## RECORD LIST
• • • • • • •

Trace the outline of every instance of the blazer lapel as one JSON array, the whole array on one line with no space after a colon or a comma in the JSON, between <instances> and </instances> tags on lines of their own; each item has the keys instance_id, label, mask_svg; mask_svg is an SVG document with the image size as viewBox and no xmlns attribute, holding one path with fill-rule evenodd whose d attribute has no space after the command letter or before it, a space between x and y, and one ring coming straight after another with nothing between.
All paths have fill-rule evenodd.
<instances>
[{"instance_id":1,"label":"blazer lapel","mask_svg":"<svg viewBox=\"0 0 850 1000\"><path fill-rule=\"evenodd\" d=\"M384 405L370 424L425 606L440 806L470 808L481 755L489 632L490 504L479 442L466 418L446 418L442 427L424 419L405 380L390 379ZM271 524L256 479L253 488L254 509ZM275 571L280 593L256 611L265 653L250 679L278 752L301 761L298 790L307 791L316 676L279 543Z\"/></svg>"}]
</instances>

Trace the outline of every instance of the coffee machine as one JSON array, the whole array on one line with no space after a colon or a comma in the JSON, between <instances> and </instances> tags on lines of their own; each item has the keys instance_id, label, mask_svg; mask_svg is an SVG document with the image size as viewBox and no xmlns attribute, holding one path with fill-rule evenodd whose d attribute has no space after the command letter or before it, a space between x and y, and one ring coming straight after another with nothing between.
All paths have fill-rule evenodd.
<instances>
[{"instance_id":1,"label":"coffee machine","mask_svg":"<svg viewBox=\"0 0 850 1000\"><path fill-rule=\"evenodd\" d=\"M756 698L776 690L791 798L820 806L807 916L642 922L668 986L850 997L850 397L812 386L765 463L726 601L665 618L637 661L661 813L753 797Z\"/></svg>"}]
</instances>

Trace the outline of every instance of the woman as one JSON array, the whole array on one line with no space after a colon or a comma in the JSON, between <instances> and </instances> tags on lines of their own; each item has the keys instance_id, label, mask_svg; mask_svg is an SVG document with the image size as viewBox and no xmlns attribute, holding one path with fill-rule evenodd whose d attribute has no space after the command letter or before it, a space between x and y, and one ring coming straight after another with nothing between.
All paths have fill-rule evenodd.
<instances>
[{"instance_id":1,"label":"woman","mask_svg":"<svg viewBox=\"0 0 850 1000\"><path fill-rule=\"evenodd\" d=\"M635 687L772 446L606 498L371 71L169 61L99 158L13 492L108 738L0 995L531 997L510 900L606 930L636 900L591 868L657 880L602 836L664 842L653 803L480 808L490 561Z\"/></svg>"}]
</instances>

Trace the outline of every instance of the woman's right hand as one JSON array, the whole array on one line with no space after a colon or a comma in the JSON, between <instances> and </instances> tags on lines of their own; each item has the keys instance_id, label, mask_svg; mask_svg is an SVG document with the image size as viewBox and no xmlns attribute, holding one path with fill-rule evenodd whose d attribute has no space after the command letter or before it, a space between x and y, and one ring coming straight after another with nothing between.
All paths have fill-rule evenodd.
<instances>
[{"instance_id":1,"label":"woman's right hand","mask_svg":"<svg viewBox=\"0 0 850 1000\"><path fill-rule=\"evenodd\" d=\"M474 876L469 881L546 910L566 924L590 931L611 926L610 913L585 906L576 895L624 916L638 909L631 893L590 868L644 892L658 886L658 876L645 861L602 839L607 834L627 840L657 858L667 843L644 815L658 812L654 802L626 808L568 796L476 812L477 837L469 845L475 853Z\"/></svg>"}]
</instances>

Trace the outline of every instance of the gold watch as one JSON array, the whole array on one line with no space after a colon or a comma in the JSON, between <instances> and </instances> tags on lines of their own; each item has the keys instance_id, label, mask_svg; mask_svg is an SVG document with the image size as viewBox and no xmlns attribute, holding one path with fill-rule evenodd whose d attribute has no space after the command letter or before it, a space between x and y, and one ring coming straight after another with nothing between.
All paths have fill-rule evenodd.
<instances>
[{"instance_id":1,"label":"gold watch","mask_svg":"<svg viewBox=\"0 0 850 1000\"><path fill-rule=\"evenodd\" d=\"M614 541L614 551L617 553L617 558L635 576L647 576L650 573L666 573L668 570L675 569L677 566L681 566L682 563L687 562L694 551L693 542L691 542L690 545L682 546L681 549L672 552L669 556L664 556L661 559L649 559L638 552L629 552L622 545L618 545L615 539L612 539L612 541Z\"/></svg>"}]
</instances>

• • • • • • •

## THE TASK
Quote the line that contains "Trace the outline of every instance of the woman's" and each line after it through the end of the data, exactly, leaving out everything else.

## FULL OUTPUT
Trace the outline of every instance of the woman's right hand as one JSON array, the whole array on one line with no space after a colon or a comma in the JSON, between <instances> and </instances> tags on lines of their own; each item has the keys instance_id, label, mask_svg; mask_svg is an SVG document with the image size as viewBox and no xmlns attribute, holding one path with fill-rule evenodd whose d attribute has no space after the command letter or before it, a space between x and y, and one ring coming straight after another with nothing between.
All paths have fill-rule evenodd.
<instances>
[{"instance_id":1,"label":"woman's right hand","mask_svg":"<svg viewBox=\"0 0 850 1000\"><path fill-rule=\"evenodd\" d=\"M474 876L469 881L546 910L566 924L590 931L611 926L610 913L585 906L576 895L624 916L638 909L631 893L590 868L644 892L658 886L658 876L645 861L602 839L607 834L627 840L657 858L667 843L644 815L658 812L654 802L626 808L568 796L476 812L477 837L469 845L475 853Z\"/></svg>"}]
</instances>

Trace the outline of every instance of the gold watch as one JSON array, the whole array on one line with no space after a colon or a comma in the JSON, between <instances> and </instances> tags on lines of their own; each item has the keys instance_id, label, mask_svg; mask_svg is an SVG document with the image size as viewBox and no xmlns attribute, holding one path with fill-rule evenodd whose d attribute has no space after the command letter or before it, a space between x and y, and one ring coming straight after another with nothing between.
All paths have fill-rule evenodd.
<instances>
[{"instance_id":1,"label":"gold watch","mask_svg":"<svg viewBox=\"0 0 850 1000\"><path fill-rule=\"evenodd\" d=\"M614 541L614 551L617 553L617 558L635 576L647 576L650 573L666 573L668 570L675 569L677 566L681 566L682 563L687 562L694 551L693 542L691 542L690 545L682 546L681 549L672 552L669 556L664 556L661 559L649 559L638 552L629 552L622 545L618 545L615 539L612 539L612 541Z\"/></svg>"}]
</instances>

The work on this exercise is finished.